WORK TASK: Would you set down the data below exactly as shown?
[RECORD EXCERPTS]
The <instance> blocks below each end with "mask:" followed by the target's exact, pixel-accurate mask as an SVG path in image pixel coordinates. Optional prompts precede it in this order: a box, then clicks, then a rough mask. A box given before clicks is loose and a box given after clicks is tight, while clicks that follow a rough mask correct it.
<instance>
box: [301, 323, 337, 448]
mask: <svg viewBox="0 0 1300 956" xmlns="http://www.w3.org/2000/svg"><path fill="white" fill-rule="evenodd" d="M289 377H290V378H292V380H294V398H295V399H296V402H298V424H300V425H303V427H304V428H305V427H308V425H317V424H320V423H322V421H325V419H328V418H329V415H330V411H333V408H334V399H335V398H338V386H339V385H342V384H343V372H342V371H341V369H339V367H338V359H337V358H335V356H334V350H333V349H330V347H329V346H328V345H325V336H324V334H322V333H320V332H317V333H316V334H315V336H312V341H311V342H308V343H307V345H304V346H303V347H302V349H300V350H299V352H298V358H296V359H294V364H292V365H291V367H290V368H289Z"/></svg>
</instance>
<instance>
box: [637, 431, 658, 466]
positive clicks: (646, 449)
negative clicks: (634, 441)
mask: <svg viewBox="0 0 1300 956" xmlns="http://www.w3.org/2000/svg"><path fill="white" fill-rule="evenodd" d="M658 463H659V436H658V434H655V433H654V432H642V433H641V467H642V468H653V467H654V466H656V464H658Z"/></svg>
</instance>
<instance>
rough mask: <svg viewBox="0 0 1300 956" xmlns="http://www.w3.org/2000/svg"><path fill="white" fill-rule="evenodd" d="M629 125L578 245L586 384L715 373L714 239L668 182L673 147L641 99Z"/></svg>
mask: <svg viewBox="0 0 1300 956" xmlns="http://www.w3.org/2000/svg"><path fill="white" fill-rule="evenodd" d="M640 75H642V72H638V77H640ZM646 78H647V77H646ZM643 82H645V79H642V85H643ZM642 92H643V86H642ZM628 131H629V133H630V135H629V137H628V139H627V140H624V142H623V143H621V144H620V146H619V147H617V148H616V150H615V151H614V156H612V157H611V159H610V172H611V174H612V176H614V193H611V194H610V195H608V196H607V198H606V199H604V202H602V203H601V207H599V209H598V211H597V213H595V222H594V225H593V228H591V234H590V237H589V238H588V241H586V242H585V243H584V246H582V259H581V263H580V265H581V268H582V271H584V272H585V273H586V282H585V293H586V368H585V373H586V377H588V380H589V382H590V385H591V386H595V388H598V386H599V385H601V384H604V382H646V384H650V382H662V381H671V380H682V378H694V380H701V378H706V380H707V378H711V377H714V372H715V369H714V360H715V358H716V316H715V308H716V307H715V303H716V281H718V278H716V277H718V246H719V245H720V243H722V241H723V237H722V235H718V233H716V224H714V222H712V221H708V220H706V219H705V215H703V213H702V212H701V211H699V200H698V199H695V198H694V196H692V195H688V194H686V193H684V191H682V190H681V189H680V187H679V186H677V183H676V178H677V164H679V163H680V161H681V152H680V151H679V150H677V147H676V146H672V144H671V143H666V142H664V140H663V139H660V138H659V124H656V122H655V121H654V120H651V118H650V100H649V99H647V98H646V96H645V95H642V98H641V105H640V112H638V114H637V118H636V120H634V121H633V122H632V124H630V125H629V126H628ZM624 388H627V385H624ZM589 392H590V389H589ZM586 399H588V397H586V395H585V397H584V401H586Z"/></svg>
[/RECORD EXCERPTS]
TASK SOLUTION:
The <instance> blocks below each end with "mask:" followed by the target's exact, pixel-accurate mask as an SVG path in image pixel coordinates. Optional prompts precede it in this order: a box, then clicks, then a rough mask. A box given before clicks is loose and a box given after clicks is tight, while clicks that follow a rough mask correct it.
<instance>
box: [301, 323, 337, 448]
mask: <svg viewBox="0 0 1300 956" xmlns="http://www.w3.org/2000/svg"><path fill="white" fill-rule="evenodd" d="M289 377H290V378H292V380H294V398H295V399H296V402H298V424H300V425H303V427H304V428H305V427H308V425H317V424H320V423H322V421H325V419H328V418H329V415H330V411H333V408H334V399H335V398H338V386H339V385H342V384H343V372H342V371H341V369H339V367H338V359H337V358H335V356H334V350H333V349H330V347H329V346H328V345H325V336H324V334H322V333H320V332H317V333H316V334H315V336H312V341H311V342H308V343H307V345H304V346H303V347H302V349H300V350H299V352H298V358H296V359H294V364H292V365H291V367H290V368H289Z"/></svg>
</instance>
<instance>
box: [637, 431, 658, 466]
positive clicks: (646, 449)
negative clicks: (634, 441)
mask: <svg viewBox="0 0 1300 956" xmlns="http://www.w3.org/2000/svg"><path fill="white" fill-rule="evenodd" d="M658 463H659V436H658V434H655V433H654V432H642V433H641V467H642V468H653V467H654V466H656V464H658Z"/></svg>
</instance>
<instance>
rough mask: <svg viewBox="0 0 1300 956" xmlns="http://www.w3.org/2000/svg"><path fill="white" fill-rule="evenodd" d="M629 125L578 245L586 384L715 373L714 239L668 182L673 147L641 99Z"/></svg>
mask: <svg viewBox="0 0 1300 956" xmlns="http://www.w3.org/2000/svg"><path fill="white" fill-rule="evenodd" d="M640 75H642V72H638V77H640ZM646 78H647V77H646ZM643 82H645V79H642V85H643ZM642 92H643V86H642ZM628 131H629V133H630V135H629V137H628V139H627V140H624V142H623V143H621V144H620V146H619V147H617V148H616V150H615V151H614V156H612V157H611V159H610V172H611V174H612V176H614V193H611V194H610V195H608V196H607V198H606V199H604V202H602V203H601V207H599V209H598V211H597V213H595V222H594V225H593V228H591V234H590V237H589V238H588V241H586V242H585V243H584V246H582V259H581V263H580V265H581V268H582V271H584V272H585V273H586V282H585V293H586V368H585V373H586V377H588V380H589V382H590V385H591V386H595V388H598V386H599V385H601V384H604V382H646V384H650V382H662V381H671V380H682V378H694V380H701V378H706V380H707V378H711V377H714V372H715V369H714V360H715V358H716V316H715V308H716V307H715V303H716V281H718V278H716V277H718V246H719V245H720V243H722V241H723V237H722V235H718V233H716V224H714V222H712V221H708V220H706V219H705V215H703V213H702V212H701V211H699V200H698V199H695V198H694V196H692V195H688V194H686V193H684V191H682V190H681V189H680V187H679V186H677V183H676V178H677V164H679V163H680V161H681V152H680V151H679V150H677V147H676V146H672V144H671V143H666V142H664V140H663V139H660V138H659V124H656V122H655V121H654V120H651V118H650V100H649V99H647V98H646V96H645V95H642V98H641V105H640V112H638V114H637V118H636V120H634V121H633V122H632V124H630V125H629V126H628ZM624 388H627V385H624ZM589 392H590V389H589ZM586 399H588V397H586V395H585V397H584V401H586Z"/></svg>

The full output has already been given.